Supplied records –
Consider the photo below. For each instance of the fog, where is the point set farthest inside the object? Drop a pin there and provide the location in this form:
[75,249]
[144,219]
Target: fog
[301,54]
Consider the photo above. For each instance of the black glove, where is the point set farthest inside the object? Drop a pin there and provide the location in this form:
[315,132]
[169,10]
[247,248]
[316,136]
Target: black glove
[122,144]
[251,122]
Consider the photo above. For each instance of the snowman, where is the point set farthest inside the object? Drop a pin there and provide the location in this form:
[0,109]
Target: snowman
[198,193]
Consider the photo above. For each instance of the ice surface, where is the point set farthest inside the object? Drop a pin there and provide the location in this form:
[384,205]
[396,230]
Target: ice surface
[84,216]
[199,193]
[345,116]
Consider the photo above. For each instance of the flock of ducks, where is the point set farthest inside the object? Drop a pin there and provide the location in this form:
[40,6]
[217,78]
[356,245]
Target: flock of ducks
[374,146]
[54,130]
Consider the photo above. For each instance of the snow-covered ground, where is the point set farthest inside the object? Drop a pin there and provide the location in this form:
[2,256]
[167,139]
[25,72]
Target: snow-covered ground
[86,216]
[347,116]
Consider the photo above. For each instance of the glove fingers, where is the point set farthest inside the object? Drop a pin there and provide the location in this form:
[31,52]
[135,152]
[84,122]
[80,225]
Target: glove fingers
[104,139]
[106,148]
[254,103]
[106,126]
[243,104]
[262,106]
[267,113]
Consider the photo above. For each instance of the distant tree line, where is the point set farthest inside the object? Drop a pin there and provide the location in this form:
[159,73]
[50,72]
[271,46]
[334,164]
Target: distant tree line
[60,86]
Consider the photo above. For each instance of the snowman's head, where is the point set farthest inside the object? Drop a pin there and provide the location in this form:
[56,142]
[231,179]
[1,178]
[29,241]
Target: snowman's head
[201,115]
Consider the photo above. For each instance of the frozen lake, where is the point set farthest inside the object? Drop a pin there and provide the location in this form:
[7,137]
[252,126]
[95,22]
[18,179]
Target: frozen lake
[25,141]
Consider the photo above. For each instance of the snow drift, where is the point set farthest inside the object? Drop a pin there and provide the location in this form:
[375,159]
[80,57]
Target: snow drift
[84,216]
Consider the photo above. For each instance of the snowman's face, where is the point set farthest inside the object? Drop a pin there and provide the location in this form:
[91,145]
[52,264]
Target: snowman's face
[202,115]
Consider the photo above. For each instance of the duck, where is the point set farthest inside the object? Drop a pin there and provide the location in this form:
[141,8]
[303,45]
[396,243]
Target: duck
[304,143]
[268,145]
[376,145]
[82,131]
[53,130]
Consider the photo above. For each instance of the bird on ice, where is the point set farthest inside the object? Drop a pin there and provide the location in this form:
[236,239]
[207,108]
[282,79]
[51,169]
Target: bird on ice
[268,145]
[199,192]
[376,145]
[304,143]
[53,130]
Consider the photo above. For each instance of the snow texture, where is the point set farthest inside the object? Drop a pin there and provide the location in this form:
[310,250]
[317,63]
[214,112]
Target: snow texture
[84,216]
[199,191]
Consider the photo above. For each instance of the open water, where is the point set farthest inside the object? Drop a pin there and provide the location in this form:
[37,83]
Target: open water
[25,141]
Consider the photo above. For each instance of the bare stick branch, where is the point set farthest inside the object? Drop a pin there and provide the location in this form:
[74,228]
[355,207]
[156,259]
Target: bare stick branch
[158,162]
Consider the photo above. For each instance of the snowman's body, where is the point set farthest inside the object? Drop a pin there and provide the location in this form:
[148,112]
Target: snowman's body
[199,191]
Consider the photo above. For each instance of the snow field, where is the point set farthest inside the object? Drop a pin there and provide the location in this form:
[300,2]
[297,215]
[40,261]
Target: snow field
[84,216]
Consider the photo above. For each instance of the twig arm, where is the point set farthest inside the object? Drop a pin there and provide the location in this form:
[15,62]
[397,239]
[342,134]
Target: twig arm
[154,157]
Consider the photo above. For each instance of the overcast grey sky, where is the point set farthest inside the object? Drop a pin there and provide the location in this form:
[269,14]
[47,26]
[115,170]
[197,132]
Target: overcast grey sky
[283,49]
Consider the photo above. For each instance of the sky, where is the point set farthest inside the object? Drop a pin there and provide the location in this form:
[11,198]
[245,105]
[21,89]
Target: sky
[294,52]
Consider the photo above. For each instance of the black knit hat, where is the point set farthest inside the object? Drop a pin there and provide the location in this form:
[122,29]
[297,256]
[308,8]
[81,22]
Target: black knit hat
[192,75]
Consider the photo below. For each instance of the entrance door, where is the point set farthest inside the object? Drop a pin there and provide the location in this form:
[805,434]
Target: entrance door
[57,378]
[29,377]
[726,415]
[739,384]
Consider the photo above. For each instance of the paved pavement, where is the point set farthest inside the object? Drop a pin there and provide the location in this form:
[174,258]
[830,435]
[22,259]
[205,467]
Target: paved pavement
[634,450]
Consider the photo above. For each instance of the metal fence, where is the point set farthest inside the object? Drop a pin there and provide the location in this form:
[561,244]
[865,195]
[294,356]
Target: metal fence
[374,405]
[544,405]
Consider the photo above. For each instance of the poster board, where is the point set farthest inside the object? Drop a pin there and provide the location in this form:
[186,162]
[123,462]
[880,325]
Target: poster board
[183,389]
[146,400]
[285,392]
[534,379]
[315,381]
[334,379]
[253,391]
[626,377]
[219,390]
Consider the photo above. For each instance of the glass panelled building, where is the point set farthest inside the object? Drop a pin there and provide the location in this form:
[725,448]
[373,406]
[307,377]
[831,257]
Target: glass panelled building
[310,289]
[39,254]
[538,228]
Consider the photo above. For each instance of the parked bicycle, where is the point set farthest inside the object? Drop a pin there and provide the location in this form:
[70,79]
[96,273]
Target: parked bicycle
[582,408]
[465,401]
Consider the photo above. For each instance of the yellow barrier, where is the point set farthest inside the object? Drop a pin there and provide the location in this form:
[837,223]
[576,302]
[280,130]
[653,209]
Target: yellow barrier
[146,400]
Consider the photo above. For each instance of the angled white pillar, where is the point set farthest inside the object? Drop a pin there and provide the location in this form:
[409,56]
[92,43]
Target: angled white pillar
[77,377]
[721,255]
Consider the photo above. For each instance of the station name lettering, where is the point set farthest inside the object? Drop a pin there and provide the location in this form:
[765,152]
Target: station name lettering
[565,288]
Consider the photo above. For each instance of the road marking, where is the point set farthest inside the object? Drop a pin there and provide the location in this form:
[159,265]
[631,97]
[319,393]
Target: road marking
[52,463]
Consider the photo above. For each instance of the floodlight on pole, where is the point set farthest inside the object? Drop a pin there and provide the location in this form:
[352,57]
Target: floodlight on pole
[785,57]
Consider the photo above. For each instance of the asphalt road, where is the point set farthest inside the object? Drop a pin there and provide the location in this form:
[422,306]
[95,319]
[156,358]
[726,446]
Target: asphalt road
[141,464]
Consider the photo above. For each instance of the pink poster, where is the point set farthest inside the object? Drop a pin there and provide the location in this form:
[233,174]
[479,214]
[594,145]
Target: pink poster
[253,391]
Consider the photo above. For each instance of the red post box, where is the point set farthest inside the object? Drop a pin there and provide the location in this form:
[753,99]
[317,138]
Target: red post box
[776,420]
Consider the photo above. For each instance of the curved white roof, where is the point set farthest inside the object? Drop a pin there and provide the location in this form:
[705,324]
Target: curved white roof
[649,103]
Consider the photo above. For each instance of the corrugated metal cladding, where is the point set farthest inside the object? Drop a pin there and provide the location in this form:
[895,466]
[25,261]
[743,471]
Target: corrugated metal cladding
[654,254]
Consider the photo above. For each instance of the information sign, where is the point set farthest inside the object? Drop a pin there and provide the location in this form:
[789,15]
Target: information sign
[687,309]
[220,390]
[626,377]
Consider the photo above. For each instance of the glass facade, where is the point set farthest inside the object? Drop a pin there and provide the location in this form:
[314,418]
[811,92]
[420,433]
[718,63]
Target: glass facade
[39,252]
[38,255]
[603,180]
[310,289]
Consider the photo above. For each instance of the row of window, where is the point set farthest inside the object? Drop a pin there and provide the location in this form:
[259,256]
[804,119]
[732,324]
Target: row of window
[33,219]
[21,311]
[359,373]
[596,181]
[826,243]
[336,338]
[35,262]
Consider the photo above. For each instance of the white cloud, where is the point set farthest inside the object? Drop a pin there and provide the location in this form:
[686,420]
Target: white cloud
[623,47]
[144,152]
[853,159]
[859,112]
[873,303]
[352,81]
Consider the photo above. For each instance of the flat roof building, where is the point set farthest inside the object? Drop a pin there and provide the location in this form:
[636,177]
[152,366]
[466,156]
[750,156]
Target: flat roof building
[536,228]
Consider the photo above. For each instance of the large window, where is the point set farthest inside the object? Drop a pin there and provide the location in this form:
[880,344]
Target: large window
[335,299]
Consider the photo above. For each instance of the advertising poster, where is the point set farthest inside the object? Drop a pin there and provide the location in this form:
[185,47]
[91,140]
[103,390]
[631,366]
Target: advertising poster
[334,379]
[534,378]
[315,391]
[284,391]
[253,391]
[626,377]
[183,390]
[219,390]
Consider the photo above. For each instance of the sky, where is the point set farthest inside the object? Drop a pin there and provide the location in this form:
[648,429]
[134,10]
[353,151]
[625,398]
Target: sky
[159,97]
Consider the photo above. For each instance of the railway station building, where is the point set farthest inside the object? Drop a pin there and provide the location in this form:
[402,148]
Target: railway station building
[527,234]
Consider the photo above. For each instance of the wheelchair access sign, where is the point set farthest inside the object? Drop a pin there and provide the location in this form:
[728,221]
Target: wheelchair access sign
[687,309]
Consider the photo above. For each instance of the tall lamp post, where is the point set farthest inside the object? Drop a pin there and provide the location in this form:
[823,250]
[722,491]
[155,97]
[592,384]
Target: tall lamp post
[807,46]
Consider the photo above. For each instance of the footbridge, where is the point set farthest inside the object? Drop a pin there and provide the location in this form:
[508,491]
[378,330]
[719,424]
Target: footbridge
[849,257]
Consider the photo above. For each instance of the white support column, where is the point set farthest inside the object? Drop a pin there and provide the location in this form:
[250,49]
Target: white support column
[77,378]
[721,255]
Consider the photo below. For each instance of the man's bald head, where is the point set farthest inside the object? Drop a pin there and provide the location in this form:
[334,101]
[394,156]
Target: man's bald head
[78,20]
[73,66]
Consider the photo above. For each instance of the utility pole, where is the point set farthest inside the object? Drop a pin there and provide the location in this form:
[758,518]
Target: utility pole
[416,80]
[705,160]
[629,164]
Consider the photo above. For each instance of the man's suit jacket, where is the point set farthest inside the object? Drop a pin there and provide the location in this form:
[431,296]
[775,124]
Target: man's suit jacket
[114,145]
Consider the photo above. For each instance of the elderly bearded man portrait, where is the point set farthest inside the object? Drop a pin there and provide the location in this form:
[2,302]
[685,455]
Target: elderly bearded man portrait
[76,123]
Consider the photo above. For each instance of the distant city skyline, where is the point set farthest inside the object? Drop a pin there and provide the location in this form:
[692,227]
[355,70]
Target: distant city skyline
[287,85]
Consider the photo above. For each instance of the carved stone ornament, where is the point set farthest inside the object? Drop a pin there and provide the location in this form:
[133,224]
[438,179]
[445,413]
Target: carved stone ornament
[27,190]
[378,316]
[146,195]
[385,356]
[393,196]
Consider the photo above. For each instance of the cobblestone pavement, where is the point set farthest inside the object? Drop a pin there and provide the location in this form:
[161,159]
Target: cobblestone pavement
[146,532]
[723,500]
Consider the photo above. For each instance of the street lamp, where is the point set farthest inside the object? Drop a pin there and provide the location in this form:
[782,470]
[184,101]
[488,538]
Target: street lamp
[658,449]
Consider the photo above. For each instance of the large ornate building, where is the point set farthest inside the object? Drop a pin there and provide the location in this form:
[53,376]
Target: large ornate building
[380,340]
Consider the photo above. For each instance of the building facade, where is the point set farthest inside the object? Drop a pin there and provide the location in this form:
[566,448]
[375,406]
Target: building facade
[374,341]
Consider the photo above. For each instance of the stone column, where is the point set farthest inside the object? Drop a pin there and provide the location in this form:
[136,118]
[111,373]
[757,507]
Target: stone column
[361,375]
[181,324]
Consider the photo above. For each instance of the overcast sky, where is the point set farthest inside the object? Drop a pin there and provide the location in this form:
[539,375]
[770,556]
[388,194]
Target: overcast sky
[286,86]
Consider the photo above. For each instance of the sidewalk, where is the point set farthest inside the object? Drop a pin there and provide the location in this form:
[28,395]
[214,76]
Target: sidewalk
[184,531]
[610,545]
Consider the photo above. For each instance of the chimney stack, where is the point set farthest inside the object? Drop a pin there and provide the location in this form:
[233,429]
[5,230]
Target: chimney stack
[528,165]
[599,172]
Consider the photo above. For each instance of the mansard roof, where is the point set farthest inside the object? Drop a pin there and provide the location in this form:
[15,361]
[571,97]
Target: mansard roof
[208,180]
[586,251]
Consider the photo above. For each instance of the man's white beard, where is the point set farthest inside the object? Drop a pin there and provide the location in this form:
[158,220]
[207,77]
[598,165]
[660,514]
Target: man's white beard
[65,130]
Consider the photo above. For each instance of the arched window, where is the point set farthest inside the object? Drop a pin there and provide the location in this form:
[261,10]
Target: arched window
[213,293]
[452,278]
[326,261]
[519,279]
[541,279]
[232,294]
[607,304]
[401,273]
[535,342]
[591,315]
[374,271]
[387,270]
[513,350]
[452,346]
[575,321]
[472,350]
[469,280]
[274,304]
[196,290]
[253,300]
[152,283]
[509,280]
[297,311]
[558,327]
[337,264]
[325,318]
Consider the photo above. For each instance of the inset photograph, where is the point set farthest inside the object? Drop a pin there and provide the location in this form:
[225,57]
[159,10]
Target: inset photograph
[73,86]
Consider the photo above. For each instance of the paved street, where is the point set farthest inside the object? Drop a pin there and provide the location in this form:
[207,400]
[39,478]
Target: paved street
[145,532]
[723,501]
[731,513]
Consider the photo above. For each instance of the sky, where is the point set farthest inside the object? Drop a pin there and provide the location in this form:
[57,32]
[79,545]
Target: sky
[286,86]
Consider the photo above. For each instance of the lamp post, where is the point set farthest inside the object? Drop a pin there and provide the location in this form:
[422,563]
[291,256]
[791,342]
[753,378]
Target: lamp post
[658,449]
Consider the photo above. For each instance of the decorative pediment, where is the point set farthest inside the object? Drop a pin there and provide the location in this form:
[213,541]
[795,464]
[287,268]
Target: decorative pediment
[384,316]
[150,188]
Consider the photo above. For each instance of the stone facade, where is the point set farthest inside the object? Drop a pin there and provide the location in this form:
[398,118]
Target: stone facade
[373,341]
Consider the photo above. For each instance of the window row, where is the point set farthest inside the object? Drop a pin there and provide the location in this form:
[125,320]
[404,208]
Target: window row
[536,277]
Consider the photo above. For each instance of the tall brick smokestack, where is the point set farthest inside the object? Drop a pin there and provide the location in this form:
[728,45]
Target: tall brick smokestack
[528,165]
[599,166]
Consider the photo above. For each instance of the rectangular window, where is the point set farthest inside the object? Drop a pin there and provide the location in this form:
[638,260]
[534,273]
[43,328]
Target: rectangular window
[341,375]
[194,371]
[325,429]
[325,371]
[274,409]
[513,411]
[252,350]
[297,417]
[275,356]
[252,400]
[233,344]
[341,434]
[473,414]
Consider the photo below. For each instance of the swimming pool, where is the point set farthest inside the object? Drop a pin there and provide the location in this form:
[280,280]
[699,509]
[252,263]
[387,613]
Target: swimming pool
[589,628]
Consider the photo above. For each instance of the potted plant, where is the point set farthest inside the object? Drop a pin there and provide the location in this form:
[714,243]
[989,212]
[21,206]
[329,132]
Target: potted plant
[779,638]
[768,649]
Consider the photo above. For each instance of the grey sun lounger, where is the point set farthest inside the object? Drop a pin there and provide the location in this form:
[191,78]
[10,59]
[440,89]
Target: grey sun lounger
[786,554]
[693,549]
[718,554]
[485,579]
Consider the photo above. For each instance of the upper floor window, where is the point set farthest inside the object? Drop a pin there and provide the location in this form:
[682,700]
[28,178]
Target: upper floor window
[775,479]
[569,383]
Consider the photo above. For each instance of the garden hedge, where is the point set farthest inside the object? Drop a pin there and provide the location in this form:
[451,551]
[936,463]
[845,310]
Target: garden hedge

Description of the task – Read the listing above, then copy every line that includes the string "garden".

Completed task –
Consider the photo above. For each instance of the garden hedge, where is the point set farthest inside the object? Drop a pin there and provide the location in this form:
Target: garden hedge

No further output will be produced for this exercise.